● Exercise brief
Answer these questions using the passage on Open Badges below.
1. Which organization introduced the Open Badges Infrastructure, and in what year?
2. What may Open Badges represent as digital credentials?
3. Over how many years does the passage say badges have gained widespread interest and adoption by policy, technology, and education stakeholders?

● Source passage

____________

What are Open Badges?

What are Open Badges?

Cities of Learning, an online platform enabling youth to pick and choose learning opportunities based on their passion and interests, relies heavily on the use of Open Badges (Read more about the project here).

Open Badges (or Digital Badges) are essential in assuring that the learning progress, which happens on the Cities of Learning platform, is sustainable, recognisable and can be shared in the places that matter. Here are four reasons why we think that Open Badges is the best digital solution to reach this goal:

No 1: Familiarity

Today, youth is already familiar with the use of badges on the web. Badges are an online representation of a skill or achievement that a user has learnt. You might have seen it in the latest online game or other online space where badges are being used to motivate behaviour, asses evidence of learning and recognise any achievements that matter. Open Badges are an extension of that. Open Badges are digital credentials that may represent status, participation, interests, competencies and achievements.

Mozilla Foundation introduced Open Badges Infrastructure in 2011 as a new shared technical standard to help recognise skills and achievements. Today, it has been adopted by a vast number of organisations across the globe.

No 2: Accessibility.

Since learning happens everywhere, lifelong learners are in need of a tool that transcends the walls of traditional learning institutions. In the last seven years, badges have gained widespread interest and adoption by policy, technology, and education stakeholders. Open badges enable platforms like Cities of Learning to offer access to learning opportunities in schools, online spaces, cultural and civic institutions, community and professional organizations. The best part is that learning becomes accessible and open to everyone, a user is not bound by a student status or the lack of it. Basically, anyone who have completed a project, programme or successfully demonstrated specific knowledge, skills and abilities can earn a badge.

____________

● Given data
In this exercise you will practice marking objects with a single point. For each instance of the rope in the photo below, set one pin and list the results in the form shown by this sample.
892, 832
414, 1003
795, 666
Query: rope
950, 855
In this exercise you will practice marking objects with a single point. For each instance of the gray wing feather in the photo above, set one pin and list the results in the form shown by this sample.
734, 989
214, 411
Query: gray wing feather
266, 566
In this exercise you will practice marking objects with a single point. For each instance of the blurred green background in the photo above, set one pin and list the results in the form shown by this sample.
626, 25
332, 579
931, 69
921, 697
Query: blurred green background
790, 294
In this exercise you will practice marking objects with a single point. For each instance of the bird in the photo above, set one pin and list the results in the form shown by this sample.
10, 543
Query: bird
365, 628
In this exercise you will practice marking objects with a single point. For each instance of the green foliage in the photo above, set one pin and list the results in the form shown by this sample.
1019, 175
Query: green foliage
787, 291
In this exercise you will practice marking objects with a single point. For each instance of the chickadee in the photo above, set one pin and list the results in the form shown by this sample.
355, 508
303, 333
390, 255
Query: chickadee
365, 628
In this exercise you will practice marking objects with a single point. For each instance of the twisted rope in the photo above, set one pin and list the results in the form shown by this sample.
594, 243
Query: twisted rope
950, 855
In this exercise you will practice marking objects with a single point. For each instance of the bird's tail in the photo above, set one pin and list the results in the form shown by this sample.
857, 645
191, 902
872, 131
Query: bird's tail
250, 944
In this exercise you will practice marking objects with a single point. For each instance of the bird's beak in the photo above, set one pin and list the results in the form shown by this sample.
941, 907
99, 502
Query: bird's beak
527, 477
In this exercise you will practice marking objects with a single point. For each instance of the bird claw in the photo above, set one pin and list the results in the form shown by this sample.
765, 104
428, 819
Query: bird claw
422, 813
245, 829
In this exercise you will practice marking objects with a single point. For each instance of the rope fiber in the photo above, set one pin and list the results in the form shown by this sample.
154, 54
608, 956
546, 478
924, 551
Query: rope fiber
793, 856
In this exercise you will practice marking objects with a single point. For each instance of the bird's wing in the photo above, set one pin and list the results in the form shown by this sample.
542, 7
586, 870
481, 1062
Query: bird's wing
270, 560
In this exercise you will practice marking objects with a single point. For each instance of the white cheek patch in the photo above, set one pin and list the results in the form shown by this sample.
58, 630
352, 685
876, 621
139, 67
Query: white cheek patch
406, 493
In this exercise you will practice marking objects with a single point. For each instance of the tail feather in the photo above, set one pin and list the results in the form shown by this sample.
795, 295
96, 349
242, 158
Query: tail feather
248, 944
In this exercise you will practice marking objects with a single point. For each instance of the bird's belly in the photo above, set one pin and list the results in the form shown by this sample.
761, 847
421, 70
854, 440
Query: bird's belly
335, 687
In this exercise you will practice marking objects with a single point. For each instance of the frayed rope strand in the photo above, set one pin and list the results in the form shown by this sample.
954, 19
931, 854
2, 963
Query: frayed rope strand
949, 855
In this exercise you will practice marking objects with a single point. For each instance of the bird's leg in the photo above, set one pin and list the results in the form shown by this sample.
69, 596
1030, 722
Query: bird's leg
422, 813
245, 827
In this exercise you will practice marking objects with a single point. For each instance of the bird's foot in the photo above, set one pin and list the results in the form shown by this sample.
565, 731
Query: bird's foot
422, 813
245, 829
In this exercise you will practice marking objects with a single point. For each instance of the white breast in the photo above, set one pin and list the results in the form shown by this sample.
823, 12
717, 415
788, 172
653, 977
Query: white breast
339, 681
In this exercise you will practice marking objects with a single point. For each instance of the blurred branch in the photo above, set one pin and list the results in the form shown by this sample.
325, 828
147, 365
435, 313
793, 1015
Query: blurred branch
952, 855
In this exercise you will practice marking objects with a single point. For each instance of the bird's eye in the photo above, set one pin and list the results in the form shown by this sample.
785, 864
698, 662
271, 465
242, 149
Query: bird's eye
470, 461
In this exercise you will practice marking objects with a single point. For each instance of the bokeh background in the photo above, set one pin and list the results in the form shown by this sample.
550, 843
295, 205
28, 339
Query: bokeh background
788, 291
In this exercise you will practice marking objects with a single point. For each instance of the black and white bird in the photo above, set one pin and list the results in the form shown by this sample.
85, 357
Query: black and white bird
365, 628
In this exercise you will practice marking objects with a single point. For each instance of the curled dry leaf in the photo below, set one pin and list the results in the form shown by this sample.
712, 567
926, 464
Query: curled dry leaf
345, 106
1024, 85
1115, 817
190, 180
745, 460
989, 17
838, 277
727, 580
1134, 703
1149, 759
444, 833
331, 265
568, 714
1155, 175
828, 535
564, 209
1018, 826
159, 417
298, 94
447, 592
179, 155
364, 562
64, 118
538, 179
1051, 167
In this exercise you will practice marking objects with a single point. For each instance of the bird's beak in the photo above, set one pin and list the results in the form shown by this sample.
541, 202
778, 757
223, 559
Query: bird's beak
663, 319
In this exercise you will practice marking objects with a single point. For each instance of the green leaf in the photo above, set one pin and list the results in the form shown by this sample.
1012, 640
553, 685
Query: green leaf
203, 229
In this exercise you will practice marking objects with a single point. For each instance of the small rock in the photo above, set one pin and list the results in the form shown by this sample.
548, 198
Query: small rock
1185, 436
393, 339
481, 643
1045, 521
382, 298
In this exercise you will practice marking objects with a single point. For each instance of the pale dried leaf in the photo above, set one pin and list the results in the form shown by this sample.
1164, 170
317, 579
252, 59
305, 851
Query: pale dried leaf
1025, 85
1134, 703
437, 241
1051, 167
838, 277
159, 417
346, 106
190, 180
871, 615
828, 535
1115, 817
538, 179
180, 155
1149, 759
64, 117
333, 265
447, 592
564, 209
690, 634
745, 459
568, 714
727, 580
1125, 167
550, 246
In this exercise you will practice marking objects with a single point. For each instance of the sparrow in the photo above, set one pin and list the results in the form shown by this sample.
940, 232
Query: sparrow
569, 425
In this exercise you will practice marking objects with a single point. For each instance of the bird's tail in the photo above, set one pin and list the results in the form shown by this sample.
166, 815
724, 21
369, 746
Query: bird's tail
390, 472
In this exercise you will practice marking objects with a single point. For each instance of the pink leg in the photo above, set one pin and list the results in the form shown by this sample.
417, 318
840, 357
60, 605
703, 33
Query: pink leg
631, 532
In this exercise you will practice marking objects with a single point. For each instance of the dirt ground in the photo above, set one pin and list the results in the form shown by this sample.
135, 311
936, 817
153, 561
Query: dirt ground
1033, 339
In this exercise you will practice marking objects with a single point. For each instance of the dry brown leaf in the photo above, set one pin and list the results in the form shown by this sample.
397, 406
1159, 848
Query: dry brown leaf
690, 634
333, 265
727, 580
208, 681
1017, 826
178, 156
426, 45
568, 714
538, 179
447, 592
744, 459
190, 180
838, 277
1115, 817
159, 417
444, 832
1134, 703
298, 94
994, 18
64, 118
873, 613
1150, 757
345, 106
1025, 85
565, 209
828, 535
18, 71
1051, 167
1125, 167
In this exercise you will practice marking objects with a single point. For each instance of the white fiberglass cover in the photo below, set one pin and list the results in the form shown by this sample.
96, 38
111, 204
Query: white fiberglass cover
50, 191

____________

● Answer
1. The Mozilla Foundation, in 2011.
2. Status, participation, interests, competencies and achievements.
3. Seven years.